** Travail demandé **
1. Recopiez fidèlement le passage de l'extrait sur les RG compris entre "Dans votre livre" et "de renseignement ?", ces deux bornes incluses.
2. Relevez toutes les années écrites en quatre chiffres dans l'extrait sur les RG.
3. Condensez sous forme de liste le paragraphe de l'extrait sur les RG qui commence par « Les années suivantes », en conservant ses informations essentielles.

** Extrait étudié **
....

Des services secrets, nous ne savons que les échecs et rarement les succès. Si l'échec provoque l'anathème, l'ingratitude est fille de la victoire. Quand à la gloire, il faut l'oublier, elle est pour les autres...

samedi 5 octobre 2019

Quand les RG servaient à dompter l’opposition


Dans votre livre "Dans l'œil des RG" écrit avec Nicolas Beau et publié aux éditions Robert Laffont, vous revenez sur les missions des Renseignements généraux (RG), aujourd'hui disparus. Vous vous concentrez notamment le caractère très politique des RG, souvent chargés de surveiller les opposants à l'Etat, définition très variable. Les nombreuses enquêtes menées par les RG témoignent-elles selon vous d'un comportement typique d'une "police politique" plus qu'un d'un simple service de renseignement ?

Olivier Toscer : Personne ne peut nier qu’il y avait dans la mission même des Renseignements Généraux, un aspect de police politique. Le service avait été crée à la fin des années 30 pour permettre au gouvernement d’être informé de l’état de l’opinion et anticiper la subversion.  Dès le départ, il s’est focalisé sur la surveillance du parti communiste, soupçonné de fomenter la révolution et après Mai-68, il s’est concentré sur les mouvements gauchistes avec l’idée qu’ils pourraient basculer dans le terrorisme. Certaines de ces menaces étaient réelles, même s’il y a eu des abus. Nous racontons par exemple dans le livre comment Michel Rocard, qui sera ensuite Premier ministre de la France, était étroitement surveillé au début des années 70. Or tout le monde sait que Michel Rocard n’avait rien d’une personnalité factieuse et qu’il respectait les institutions de la Vème République au point même de se présenter aux suffrages lors de la présidentielles de 1969 ! Pourtant, comme nous le dit dans le livre, un ancien commissaire des RG en poste à l’époque, Rocard, alors patron du Parti Socialiste Unifié (PSU) était suivi parce qu’il portait des idées nouvelles, et cela suffisait à le rendre suspect. On voit la dérive apparaître à ce moment-là : les RG ne surveillent plus seulement les possibles apprentis terroristes mais également les opposants politiques au pouvoir pompidolien en place.

Les années suivantes, le service de renseignement, à la demande des pouvoirs successifs, va se mettre à suivre consciencieusement tous les partis politiques classiques parfaitement intégrés dans la démocratie. L’opposition, quelle qu’elle soit, devient donc une « cible » et d’ailleurs le section la plus prestigieuse de la maison est,à ce moment-là, la section dite des « affaires politiques générales ». Elle le sera jusqu’à sa suppression en 1994. Mais même après cette date, les RG continueront à faire des notes de renseignement sur le personnel politique et réaliser des sondages secrets sur le résultat des élections.

....

** Données présentées **
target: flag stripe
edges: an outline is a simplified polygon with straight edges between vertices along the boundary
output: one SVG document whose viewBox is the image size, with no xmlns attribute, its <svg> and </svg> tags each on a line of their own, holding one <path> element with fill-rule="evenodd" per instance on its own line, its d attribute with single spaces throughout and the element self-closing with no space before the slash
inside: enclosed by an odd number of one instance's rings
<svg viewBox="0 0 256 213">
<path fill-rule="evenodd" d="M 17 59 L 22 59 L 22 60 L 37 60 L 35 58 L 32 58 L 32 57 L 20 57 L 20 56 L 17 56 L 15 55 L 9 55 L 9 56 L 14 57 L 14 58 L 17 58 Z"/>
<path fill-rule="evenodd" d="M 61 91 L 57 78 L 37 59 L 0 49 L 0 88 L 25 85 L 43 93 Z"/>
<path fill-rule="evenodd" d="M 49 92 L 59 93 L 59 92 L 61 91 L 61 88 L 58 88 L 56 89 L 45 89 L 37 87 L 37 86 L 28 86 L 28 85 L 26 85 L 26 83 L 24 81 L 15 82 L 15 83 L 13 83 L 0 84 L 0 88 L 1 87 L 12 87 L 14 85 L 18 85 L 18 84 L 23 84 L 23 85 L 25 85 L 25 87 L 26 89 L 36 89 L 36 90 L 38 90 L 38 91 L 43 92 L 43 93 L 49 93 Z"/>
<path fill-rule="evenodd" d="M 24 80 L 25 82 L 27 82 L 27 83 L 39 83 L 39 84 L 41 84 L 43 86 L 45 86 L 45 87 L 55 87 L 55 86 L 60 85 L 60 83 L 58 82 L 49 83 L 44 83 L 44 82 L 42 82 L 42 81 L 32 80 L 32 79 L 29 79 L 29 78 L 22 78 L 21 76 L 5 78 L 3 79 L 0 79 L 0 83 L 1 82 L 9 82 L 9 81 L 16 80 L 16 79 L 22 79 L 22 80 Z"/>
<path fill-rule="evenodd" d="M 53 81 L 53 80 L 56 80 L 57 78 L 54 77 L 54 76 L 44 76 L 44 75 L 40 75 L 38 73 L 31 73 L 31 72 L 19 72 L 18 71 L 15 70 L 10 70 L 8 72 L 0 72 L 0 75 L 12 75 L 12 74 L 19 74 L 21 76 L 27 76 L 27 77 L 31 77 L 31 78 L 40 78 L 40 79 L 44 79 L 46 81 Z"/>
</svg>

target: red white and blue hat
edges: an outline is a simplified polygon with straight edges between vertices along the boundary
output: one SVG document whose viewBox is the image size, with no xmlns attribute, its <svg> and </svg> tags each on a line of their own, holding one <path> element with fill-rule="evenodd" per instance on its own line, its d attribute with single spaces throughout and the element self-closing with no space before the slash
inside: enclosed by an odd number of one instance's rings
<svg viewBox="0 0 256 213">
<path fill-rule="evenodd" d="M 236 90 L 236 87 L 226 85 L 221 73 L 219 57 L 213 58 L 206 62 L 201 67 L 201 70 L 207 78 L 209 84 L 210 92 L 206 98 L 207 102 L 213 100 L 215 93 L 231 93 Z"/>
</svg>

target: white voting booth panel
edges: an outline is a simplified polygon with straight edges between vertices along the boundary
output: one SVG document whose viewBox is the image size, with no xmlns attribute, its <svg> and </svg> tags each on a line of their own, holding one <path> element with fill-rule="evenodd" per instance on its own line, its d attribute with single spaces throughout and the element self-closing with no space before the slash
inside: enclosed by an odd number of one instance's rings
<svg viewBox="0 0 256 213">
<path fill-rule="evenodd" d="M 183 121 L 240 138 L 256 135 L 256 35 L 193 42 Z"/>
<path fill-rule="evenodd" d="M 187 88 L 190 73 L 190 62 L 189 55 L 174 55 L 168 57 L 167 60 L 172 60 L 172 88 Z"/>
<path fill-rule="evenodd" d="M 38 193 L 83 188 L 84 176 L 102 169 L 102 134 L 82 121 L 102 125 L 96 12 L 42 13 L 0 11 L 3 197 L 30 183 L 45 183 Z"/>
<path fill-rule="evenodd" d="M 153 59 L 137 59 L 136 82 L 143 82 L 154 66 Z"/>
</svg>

....

** Liste des corrigés **
1.
Dans votre livre "Dans l'œil des RG" écrit avec Nicolas Beau et publié aux éditions Robert Laffont, vous revenez sur les missions des Renseignements généraux (RG), aujourd'hui disparus. Vous vous concentrez notamment le caractère très politique des RG, souvent chargés de surveiller les opposants à l'Etat, définition très variable. Les nombreuses enquêtes menées par les RG témoignent-elles selon vous d'un comportement typique d'une "police politique" plus qu'un d'un simple service de renseignement ?

2. 2019, 1969, 1994

3.
- À la demande des pouvoirs successifs, les RG suivent tous les partis politiques classiques intégrés dans la démocratie.
- Toute opposition devient une « cible ».
- La section des « affaires politiques générales » est alors la plus prestigieuse du service, jusqu'à sa suppression en 1994.
- Après cette date, les RG continuent de rédiger des notes de renseignement sur le personnel politique et de réaliser des sondages secrets sur le résultat des élections.